[Opening Excerpted data section]

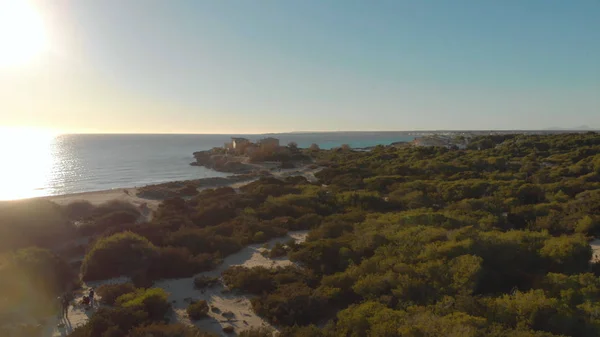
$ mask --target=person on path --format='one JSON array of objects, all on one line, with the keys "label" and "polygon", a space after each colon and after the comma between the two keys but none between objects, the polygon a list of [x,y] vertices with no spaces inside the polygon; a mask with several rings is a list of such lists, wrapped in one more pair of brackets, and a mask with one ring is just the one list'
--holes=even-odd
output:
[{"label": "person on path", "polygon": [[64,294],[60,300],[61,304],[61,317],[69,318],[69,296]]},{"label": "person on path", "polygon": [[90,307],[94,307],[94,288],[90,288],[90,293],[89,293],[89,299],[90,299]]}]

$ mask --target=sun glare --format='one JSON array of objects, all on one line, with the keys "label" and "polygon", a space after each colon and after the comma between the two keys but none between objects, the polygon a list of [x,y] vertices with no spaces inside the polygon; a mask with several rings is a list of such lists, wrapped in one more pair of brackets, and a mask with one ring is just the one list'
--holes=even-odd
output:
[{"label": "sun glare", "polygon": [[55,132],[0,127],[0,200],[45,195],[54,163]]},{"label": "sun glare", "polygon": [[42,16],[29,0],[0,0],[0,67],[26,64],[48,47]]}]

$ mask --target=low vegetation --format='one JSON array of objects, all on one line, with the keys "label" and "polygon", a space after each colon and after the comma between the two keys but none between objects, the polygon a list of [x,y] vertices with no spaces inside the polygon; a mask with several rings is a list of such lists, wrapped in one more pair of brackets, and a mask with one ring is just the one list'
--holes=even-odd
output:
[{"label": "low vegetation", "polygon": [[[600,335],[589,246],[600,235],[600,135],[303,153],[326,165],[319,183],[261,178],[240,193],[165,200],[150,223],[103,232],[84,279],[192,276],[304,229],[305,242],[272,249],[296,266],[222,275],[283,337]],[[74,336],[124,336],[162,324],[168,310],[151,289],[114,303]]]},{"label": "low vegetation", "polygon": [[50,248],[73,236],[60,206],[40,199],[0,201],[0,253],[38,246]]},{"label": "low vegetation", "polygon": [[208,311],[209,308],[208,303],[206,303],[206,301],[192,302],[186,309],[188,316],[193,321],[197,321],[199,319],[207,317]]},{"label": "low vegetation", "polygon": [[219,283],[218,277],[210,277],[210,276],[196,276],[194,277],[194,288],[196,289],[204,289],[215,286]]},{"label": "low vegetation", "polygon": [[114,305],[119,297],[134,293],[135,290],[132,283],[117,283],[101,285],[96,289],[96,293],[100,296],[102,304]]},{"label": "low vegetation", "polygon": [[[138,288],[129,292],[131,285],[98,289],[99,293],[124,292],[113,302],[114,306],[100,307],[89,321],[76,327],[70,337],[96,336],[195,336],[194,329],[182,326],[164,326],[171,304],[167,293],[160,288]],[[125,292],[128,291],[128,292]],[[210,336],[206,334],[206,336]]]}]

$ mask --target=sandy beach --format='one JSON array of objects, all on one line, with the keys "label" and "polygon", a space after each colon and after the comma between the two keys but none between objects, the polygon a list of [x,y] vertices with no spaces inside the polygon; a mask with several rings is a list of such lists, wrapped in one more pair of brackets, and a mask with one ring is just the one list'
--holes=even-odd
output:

[Closing Excerpted data section]

● **Task statement**
Would you copy the records word for word, without any of their pictures?

● **Answer area**
$ mask --target=person on path --format='one JSON array of objects, all on one line, with the keys "label" and "polygon", a space after each colon and after the comma between the two keys but none between objects, the polygon a list of [x,y] vertices with no spaces inside the polygon; a mask with several rings is a list of such lists, wrapped in one more pair of brackets, and a mask with one ring is just the one list'
--holes=even-odd
output:
[{"label": "person on path", "polygon": [[64,294],[60,300],[61,304],[61,317],[69,318],[69,296]]},{"label": "person on path", "polygon": [[90,307],[94,307],[94,288],[90,288],[90,293],[89,293],[89,299],[90,299]]}]

$ mask --target=sun glare --format='one JSON array of objects, all on one line, with the keys "label" and "polygon", a space after each colon and after the comma between the two keys but none between objects, the polygon a list of [x,y] vertices with no spaces inside the polygon; a mask with several rings is a list of such lists, wrapped in one more pair of brackets, and a mask with one ring is just the one list'
--holes=even-odd
output:
[{"label": "sun glare", "polygon": [[55,132],[0,127],[0,200],[45,195],[54,163]]},{"label": "sun glare", "polygon": [[42,16],[29,0],[0,0],[0,67],[26,64],[48,47]]}]

$ mask --target=low vegetation --format='one JSON array of objects, all on one line, with the keys "label" and "polygon", a space after each colon and after the comma between the two keys but none between objects, the polygon a list of [x,y] vertices with no spaces inside the polygon; a mask with several rings is a list of such lists, wrapped in one more pair of brackets, and a mask with one ring is just the one list'
--holes=even-odd
output:
[{"label": "low vegetation", "polygon": [[[600,335],[589,246],[600,235],[600,135],[303,153],[326,165],[319,183],[261,178],[240,193],[165,200],[150,223],[103,232],[84,279],[192,276],[304,229],[305,242],[272,249],[296,266],[222,275],[283,337]],[[74,336],[124,336],[162,324],[168,310],[151,289],[114,303]]]},{"label": "low vegetation", "polygon": [[50,248],[73,236],[60,206],[40,199],[0,201],[0,253],[38,246]]},{"label": "low vegetation", "polygon": [[208,311],[209,308],[208,303],[206,303],[206,301],[192,302],[186,309],[188,316],[193,321],[197,321],[199,319],[207,317]]},{"label": "low vegetation", "polygon": [[219,283],[218,277],[210,277],[210,276],[196,276],[194,277],[194,288],[196,289],[204,289],[215,286]]},{"label": "low vegetation", "polygon": [[114,305],[119,297],[134,293],[135,290],[132,283],[117,283],[101,285],[96,289],[96,293],[100,296],[102,304]]},{"label": "low vegetation", "polygon": [[[138,288],[129,292],[131,285],[98,289],[99,293],[124,292],[113,302],[114,306],[100,307],[89,321],[76,327],[70,337],[96,336],[195,336],[194,329],[182,326],[164,326],[171,304],[167,293],[160,288]],[[125,292],[128,291],[128,292]],[[210,336],[206,334],[206,336]]]}]

$ mask --target=sandy beach --format='one JSON array of objects, all on one line, with the keys "label" and "polygon", a space after each colon and after the comma between the two keys but none between objects, the polygon a list of [x,y] vertices with no spaces inside the polygon; a mask with several rings is a list of such lists, wrapped in one more pair of brackets, and a mask with one ring is just the one list'
--holes=even-odd
output:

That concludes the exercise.